### [TEXT SECTION]

....

Re: RDF Keys, or why RDF is lousy at metadata annotations

Hi Bob

I am sympathetic, and I understand you don't want get into a long 
debate; but I don't know what you are talking about.

>Its claimed that RDF and OWL are really great because they
>facilitate making metadata assertions.

Is it? By whom? My understanding is that they are intended to be 
languages for putting ontologies on the Web.

>The reality is that the
>RDF and OWL standards do a lousy job at supporting metadata
>annotations for (at least) two reasons.
>
>To do a good job of annotating (attaching metadata) to something, you need
>    (1) to reify the something, and
>    (2) the URI needs to be globally unique, and it needs to be "repeatable".

OK, granted (though why do you need to reify it? Isnt referring to it 
good enough?). Both of these issues seem to be concerned with how to 
attach URIs to the somethings, which indeed is an issue that the 
RDF/OWL specs mostly do not address, I think because it was outside 
the charter of the relevant working groups. (OWL does talk some about 
giving URI names to OWL ontologies, but not in any detail, and not 
about any other kind of naming.)

>By now its well understood that RDF statement reification is a loser,
>because its chooses too small a grain size.

Well, I tend to agree, but that seems irrelevant to your concern, 
since RDF reification was only ever intended to reify RDF itself. I 
take it that you are interested in using RDF/OWL to give metadata for 
things other than RDF/OWL (?? Or are you just concerned with doing a 
better job than RDF reification for using RDF to describe other RDF?? 
If so, join the club :-)

>  The best remedy is to
>add contexts and quads to RDF.  If we did that, then (1) is taken
>care of.  However, that's a subject for a different e-mail.
>
>Here I'm really addressing the Bnode problem.

Eh?? What bnode problem? (Did you just change the subject entirely, 
or is there a problem relating bnodes to URI attachment and 
reification?)

>The proper scope
>for a bnode is the model that it belongs too.

The graph it occurs in, yes.

>That means that
>to reference a resource/entity outside of the model, you need
>something other than a bnode

No, that does not follow at all. The bnode has a syntactic scope - it 
is essentially a bound variable -  but the entity or entities 
REFERRED TO by the bnode aren't scoped or limited in any way. Bnodes 
can refer to anything in the universe of discourse.

Did you mean that in order to provide a name for something that can 
be used outside the graph, you should not use a bnode as a 'label'? 
That would be correct, but I don't see why you call this a "problem". 
It seems kind of dumb on the face of it to use a blank node as a 
label. That isnt what blank nodes were ever intended to do.

>--you need a resource with a globally
>unique URI.

Right. But all URIs are globally unique, so you just need to have a 
URI attached to a resource.

>Its easy, but quite useless for annotation purposes, to use
>"gensym" URIs, where you generate a unique URI on the fly, because
>the next time you load the model, you get a different URI.

But they are both unique. I think you mean, a globally unique and stable URI.

There is absolutely no way to ensure that anything (data or 
otherwise) has only a single URI which refers to it.

>In other
>words, the URI is not "repeatable".

Well, the old URI still works, right? (If it worked before, what made 
it stop working because some other URI got generated??)

....

### [STORED DATA]
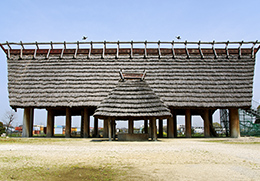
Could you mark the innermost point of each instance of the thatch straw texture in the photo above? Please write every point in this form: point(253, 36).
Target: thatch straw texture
point(179, 82)
point(132, 98)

....

### [INSTRUCTION 1]
From the reply about RDF metadata annotations, return the passage from "No, that does" to "intended to do.", copied word for word.
### [INSTRUCTION 2]
In the reply about RDF metadata annotations, what does the writer say a bnode essentially is?

### [FULL SOLUTION 1]
No, that does not follow at all. The bnode has a syntactic scope - it 
is essentially a bound variable -  but the entity or entities 
REFERRED TO by the bnode aren't scoped or limited in any way. Bnodes 
can refer to anything in the universe of discourse.

Did you mean that in order to provide a name for something that can 
be used outside the graph, you should not use a bnode as a 'label'? 
That would be correct, but I don't see why you call this a "problem". 
It seems kind of dumb on the face of it to use a blank node as a 
label. That isnt what blank nodes were ever intended to do.

### [FULL SOLUTION 2]
A bound variable.